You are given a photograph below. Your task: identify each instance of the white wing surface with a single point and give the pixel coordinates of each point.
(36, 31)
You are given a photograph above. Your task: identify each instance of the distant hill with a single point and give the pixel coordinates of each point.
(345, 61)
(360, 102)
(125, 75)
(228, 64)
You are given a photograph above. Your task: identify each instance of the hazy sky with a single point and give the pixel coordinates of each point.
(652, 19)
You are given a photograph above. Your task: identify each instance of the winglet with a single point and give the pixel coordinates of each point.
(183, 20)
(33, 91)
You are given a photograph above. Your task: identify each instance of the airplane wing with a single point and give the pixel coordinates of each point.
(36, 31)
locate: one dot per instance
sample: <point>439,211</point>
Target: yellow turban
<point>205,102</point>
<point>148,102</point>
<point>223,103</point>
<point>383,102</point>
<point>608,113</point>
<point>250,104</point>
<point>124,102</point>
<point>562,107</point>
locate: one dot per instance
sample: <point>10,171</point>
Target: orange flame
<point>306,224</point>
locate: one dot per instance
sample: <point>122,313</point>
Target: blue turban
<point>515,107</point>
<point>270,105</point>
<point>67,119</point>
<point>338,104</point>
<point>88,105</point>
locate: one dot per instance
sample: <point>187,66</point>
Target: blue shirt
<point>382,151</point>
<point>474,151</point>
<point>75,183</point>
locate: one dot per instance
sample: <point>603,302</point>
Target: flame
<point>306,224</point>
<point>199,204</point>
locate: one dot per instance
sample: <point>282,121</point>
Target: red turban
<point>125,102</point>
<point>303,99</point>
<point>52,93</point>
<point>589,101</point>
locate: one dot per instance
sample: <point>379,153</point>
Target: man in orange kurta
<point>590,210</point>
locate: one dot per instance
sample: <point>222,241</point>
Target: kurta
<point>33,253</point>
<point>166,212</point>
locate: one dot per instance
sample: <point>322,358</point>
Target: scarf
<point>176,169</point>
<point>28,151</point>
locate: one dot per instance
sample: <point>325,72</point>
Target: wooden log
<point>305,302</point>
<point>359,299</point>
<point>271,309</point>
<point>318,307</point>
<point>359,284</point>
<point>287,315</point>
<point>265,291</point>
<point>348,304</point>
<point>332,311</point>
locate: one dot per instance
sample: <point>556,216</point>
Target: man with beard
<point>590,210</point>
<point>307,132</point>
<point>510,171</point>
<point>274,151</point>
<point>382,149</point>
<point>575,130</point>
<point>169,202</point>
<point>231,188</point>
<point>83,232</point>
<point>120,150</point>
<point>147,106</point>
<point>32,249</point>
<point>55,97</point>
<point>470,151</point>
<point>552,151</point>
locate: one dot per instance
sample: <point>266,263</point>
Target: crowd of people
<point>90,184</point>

☆ ☆ ☆ ☆

= YOUR OBJECTIVE =
Using the records above, copy all lines that include the word "sample".

= RESPONSE BOX =
sample: <point>439,211</point>
sample: <point>10,171</point>
sample: <point>122,313</point>
sample: <point>187,66</point>
sample: <point>603,302</point>
sample: <point>282,121</point>
sample: <point>379,153</point>
sample: <point>222,241</point>
sample: <point>322,358</point>
sample: <point>325,72</point>
sample: <point>556,216</point>
sample: <point>266,263</point>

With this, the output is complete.